À faire: Recopiez en entier, sans rien changer, l'article ci-dessous sur l'exposition consacrée au changement climatique.

Sélection:
----------------
Art contemporain

Toronto (Canada)

Les artistes, meilleurs militants de la cause climatique

Ryerson Image Centre Jusqu’au 4 décembre 2016

Par Pierre Morio · L'ŒIL

Le 26 septembre 2016 - 378 mots

Bienvenue dans une nouvelle ère géologique : l’anthropocène. Même si la communauté scientifique reste partagée sur le sujet, l’humanité quitterait l’holocène (l’époque géologique qui couvre les 10 000 dernières années) pour cette nouvelle époque définie par son impact négatif sur l’atmosphère, la faune et la flore, mais aussi sur la composition géologique de la planète.

Scrutés par les chercheurs depuis de nombreuses années, ces changements perceptibles intéressent photographes et artistes depuis les années 1960. Constatant que « le changement climatique est par nature disproportionné », qu’« il écrase souvent notre compréhension d’échelle et d’impact, devenant pratiquement impossible à visualiser », Bénédicte Ramade [collaboratrice de L’Œil] réunit à Toronto une quarantaine de travaux d’artistes pour illustrer ce propos. Pour la commissaire d’exposition, spécialiste de l’art environnemental, « l’art est certainement l’un des médiateurs les plus puissants pour changer notre vision ». Pour renforcer sa démonstration, elle s’est plongée dans le riche fonds photographique du Ryerson Image Centre, qui possède les archives de la Black Star Press Agency (pionnière de la photographie environnementale dans les années 1960), qu’elle confronte avec la quarantaine d’œuvres choisies. La force documentaire des photographies et vidéos présentées, doublée de la puissance plastique, entraîne chez le visiteur un sentiment mêlé d’effroi et de fascination quant à la réalité dépeinte…

Il en est ainsi de Darvaza, la vidéo d’Adrien Missika, qui nous confronte à un spectacle terriblement hypnotique : la destruction de la planète par un acte inconséquent de l’homme. Village du Turkménistan, Darvaza est connu pour sa poche de gaz qui brûle en continu. Lors d’une prospection minière menée en 1971, une tour de forage s’est en effet effondrée après le percement accidentel d’une cavité. Pour éviter l’explosion de la poche de gaz, on y a alors mis le feu, les géologues estimant que la combustion ne serait pas longue. La zone, qui brûle toujours, a été depuis surnommée « porte de l’enfer ». Dans sa série Nuclear Landscapes, Peter Goin documente quant à lui de façon systématique des paysages anodins, dont le point commun est d’avoir été modifiés par des essais nucléaires. Seul le texte explicatif que le photographe a ajouté permet de mesurer l’ampleur des dégâts irréversibles. Le résultat glace le sang ! Comme d’ailleurs le reste de l’exposition, divisée en quatre sections qui ne devraient pas faire sortir la conscience du visiteur indemne.
----------------
Lignes de données:

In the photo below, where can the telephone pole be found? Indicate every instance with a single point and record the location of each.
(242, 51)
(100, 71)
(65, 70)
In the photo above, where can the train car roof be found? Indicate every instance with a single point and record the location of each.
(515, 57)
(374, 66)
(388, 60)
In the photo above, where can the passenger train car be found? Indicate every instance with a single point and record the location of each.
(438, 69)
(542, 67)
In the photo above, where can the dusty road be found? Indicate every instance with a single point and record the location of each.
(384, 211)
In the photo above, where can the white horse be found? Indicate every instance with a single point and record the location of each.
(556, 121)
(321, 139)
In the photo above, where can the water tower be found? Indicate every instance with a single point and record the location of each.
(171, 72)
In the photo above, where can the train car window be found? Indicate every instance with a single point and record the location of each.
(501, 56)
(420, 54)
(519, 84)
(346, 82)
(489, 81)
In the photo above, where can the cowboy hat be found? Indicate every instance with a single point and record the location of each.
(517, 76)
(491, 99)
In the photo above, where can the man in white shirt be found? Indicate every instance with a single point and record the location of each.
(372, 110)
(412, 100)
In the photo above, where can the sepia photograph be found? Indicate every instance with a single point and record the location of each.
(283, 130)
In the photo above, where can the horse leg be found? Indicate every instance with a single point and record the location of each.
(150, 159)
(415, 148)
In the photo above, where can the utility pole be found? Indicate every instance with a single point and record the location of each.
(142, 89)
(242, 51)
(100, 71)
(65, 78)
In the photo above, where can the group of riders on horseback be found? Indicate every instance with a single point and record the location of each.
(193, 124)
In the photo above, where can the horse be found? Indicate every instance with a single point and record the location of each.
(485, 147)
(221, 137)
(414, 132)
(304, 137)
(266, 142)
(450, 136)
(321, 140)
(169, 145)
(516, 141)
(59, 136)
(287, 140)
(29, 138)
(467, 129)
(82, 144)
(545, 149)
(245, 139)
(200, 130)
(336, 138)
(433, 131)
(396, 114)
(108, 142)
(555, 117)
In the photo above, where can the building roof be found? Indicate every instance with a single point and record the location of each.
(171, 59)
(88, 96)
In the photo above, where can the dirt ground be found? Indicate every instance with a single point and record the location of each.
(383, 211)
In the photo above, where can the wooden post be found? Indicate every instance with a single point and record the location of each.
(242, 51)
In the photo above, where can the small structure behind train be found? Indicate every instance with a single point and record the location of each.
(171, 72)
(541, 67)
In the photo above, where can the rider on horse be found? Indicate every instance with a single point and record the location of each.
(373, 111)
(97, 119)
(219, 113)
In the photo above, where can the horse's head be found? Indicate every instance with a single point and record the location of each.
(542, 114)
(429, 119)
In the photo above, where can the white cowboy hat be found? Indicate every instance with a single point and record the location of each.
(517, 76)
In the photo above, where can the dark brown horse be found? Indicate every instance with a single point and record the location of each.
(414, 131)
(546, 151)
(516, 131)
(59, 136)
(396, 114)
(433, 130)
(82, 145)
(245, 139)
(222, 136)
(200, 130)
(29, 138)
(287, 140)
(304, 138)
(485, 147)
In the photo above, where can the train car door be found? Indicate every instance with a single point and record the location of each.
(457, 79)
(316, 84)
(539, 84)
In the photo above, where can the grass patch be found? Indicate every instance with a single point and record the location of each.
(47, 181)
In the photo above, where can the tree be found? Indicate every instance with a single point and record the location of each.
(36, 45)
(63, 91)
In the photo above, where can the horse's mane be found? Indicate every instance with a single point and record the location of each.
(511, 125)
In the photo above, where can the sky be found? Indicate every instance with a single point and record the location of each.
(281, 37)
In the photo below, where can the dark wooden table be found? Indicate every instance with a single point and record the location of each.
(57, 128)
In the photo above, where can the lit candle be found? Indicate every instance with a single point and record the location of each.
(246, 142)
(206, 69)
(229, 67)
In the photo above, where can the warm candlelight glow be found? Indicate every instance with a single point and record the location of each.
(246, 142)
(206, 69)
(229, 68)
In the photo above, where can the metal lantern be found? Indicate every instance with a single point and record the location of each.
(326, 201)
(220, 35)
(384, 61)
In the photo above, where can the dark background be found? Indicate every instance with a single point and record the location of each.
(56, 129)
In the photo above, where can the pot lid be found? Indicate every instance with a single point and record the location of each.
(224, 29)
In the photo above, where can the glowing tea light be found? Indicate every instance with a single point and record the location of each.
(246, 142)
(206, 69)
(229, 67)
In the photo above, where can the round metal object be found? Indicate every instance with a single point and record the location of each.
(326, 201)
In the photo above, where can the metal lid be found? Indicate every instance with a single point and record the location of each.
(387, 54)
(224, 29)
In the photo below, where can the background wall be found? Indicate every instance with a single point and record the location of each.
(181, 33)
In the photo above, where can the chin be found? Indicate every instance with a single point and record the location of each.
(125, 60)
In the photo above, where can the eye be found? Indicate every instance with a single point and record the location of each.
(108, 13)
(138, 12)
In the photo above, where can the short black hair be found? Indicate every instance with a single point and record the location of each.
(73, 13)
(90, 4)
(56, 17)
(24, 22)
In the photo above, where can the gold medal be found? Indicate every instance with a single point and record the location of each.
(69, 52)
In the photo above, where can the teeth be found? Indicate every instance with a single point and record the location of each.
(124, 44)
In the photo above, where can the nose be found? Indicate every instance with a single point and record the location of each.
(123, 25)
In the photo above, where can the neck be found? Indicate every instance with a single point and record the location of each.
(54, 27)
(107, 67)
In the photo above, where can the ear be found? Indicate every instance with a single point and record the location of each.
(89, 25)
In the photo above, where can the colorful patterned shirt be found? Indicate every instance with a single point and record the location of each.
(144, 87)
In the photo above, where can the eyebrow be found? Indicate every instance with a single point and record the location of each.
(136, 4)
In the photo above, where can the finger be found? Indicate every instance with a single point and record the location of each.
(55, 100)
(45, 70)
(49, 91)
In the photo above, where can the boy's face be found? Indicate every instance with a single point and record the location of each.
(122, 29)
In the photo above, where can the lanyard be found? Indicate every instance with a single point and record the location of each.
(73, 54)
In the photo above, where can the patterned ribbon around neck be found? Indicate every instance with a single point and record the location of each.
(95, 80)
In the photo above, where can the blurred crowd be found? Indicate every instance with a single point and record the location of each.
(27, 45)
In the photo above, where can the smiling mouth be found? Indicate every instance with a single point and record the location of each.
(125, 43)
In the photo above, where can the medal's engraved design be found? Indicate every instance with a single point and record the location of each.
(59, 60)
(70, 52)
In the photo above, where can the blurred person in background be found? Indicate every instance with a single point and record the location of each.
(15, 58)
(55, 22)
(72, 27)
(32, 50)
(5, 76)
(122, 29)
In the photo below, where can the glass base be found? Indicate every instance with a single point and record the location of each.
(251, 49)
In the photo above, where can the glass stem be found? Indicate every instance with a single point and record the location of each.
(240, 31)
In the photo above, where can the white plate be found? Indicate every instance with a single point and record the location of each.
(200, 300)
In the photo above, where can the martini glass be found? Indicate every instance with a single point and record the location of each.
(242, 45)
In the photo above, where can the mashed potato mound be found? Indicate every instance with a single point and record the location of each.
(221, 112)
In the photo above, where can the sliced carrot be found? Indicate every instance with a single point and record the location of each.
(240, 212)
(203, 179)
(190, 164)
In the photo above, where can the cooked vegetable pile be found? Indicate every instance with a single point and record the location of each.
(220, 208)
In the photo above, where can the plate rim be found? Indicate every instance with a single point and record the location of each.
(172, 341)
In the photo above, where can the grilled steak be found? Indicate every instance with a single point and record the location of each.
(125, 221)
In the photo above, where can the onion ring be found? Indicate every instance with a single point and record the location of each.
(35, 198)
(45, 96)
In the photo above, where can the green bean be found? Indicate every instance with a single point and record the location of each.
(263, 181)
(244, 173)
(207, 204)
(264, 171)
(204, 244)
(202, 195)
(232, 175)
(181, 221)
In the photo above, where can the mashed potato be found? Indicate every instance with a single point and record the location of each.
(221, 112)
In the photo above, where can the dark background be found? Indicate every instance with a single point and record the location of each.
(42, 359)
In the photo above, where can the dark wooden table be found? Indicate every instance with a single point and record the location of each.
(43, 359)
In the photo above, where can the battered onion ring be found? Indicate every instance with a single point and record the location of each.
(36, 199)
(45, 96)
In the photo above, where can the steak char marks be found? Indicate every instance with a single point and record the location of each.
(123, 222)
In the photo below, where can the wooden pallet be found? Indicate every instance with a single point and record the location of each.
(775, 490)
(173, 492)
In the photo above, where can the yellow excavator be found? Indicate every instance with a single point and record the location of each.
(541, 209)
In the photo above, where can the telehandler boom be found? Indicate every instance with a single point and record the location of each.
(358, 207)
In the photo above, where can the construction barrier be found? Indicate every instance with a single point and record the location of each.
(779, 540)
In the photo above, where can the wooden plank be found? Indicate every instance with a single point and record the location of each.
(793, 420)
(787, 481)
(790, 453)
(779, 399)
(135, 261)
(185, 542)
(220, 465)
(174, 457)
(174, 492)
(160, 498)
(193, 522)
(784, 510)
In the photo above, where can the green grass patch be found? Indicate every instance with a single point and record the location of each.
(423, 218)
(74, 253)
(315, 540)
----------------
Solution complète:
Art contemporain

Toronto (Canada)

Les artistes, meilleurs militants de la cause climatique

Ryerson Image Centre Jusqu’au 4 décembre 2016

Par Pierre Morio · L'ŒIL

Le 26 septembre 2016 - 378 mots

Bienvenue dans une nouvelle ère géologique : l’anthropocène. Même si la communauté scientifique reste partagée sur le sujet, l’humanité quitterait l’holocène (l’époque géologique qui couvre les 10 000 dernières années) pour cette nouvelle époque définie par son impact négatif sur l’atmosphère, la faune et la flore, mais aussi sur la composition géologique de la planète.

Scrutés par les chercheurs depuis de nombreuses années, ces changements perceptibles intéressent photographes et artistes depuis les années 1960. Constatant que « le changement climatique est par nature disproportionné », qu’« il écrase souvent notre compréhension d’échelle et d’impact, devenant pratiquement impossible à visualiser », Bénédicte Ramade [collaboratrice de L’Œil] réunit à Toronto une quarantaine de travaux d’artistes pour illustrer ce propos. Pour la commissaire d’exposition, spécialiste de l’art environnemental, « l’art est certainement l’un des médiateurs les plus puissants pour changer notre vision ». Pour renforcer sa démonstration, elle s’est plongée dans le riche fonds photographique du Ryerson Image Centre, qui possède les archives de la Black Star Press Agency (pionnière de la photographie environnementale dans les années 1960), qu’elle confronte avec la quarantaine d’œuvres choisies. La force documentaire des photographies et vidéos présentées, doublée de la puissance plastique, entraîne chez le visiteur un sentiment mêlé d’effroi et de fascination quant à la réalité dépeinte…

Il en est ainsi de Darvaza, la vidéo d’Adrien Missika, qui nous confronte à un spectacle terriblement hypnotique : la destruction de la planète par un acte inconséquent de l’homme. Village du Turkménistan, Darvaza est connu pour sa poche de gaz qui brûle en continu. Lors d’une prospection minière menée en 1971, une tour de forage s’est en effet effondrée après le percement accidentel d’une cavité. Pour éviter l’explosion de la poche de gaz, on y a alors mis le feu, les géologues estimant que la combustion ne serait pas longue. La zone, qui brûle toujours, a été depuis surnommée « porte de l’enfer ». Dans sa série Nuclear Landscapes, Peter Goin documente quant à lui de façon systématique des paysages anodins, dont le point commun est d’avoir été modifiés par des essais nucléaires. Seul le texte explicatif que le photographe a ajouté permet de mesurer l’ampleur des dégâts irréversibles. Le résultat glace le sang ! Comme d’ailleurs le reste de l’exposition, divisée en quatre sections qui ne devraient pas faire sortir la conscience du visiteur indemne.